* Your goal
Lay out every line of the data below as a JSON list of strings, one string per line, with blank lines omitted.

* Provided data
-------

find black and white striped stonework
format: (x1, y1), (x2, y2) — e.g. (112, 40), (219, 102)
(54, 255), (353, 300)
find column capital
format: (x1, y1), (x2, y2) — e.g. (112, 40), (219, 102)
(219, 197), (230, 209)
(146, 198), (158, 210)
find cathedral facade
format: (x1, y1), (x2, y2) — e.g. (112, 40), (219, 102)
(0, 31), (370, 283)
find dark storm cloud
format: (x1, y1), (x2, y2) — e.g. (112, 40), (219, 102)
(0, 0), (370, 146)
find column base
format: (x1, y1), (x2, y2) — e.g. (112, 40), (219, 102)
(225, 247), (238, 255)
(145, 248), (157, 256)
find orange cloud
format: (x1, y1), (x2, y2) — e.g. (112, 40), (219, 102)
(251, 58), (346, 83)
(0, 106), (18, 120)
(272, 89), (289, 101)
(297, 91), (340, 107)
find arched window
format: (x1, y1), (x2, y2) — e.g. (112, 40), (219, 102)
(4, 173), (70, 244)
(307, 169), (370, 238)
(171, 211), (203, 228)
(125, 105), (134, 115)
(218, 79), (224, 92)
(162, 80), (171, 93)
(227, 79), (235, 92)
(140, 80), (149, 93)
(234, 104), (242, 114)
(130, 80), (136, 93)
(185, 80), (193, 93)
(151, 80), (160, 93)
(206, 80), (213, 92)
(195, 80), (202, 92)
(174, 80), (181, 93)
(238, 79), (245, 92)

-------

* Written response
[
  "find black and white striped stonework",
  "format: (x1, y1), (x2, y2) — e.g. (112, 40), (219, 102)",
  "(54, 255), (353, 300)",
  "find column capital",
  "format: (x1, y1), (x2, y2) — e.g. (112, 40), (219, 102)",
  "(219, 197), (230, 209)",
  "(146, 198), (158, 210)",
  "find cathedral facade",
  "format: (x1, y1), (x2, y2) — e.g. (112, 40), (219, 102)",
  "(0, 31), (370, 283)",
  "find dark storm cloud",
  "format: (x1, y1), (x2, y2) — e.g. (112, 40), (219, 102)",
  "(0, 0), (370, 146)",
  "find column base",
  "format: (x1, y1), (x2, y2) — e.g. (112, 40), (219, 102)",
  "(225, 247), (238, 255)",
  "(145, 248), (157, 256)",
  "find orange cloud",
  "format: (x1, y1), (x2, y2) — e.g. (112, 40), (219, 102)",
  "(251, 58), (346, 83)",
  "(0, 106), (18, 120)",
  "(272, 89), (289, 101)",
  "(297, 91), (340, 107)",
  "find arched window",
  "format: (x1, y1), (x2, y2) — e.g. (112, 40), (219, 102)",
  "(4, 173), (70, 244)",
  "(307, 169), (370, 238)",
  "(171, 211), (203, 228)",
  "(125, 105), (134, 115)",
  "(218, 79), (224, 92)",
  "(162, 80), (171, 93)",
  "(227, 79), (235, 92)",
  "(140, 80), (149, 93)",
  "(234, 104), (242, 114)",
  "(130, 80), (136, 93)",
  "(185, 80), (193, 93)",
  "(151, 80), (160, 93)",
  "(206, 80), (213, 92)",
  "(195, 80), (202, 92)",
  "(174, 80), (181, 93)",
  "(238, 79), (245, 92)"
]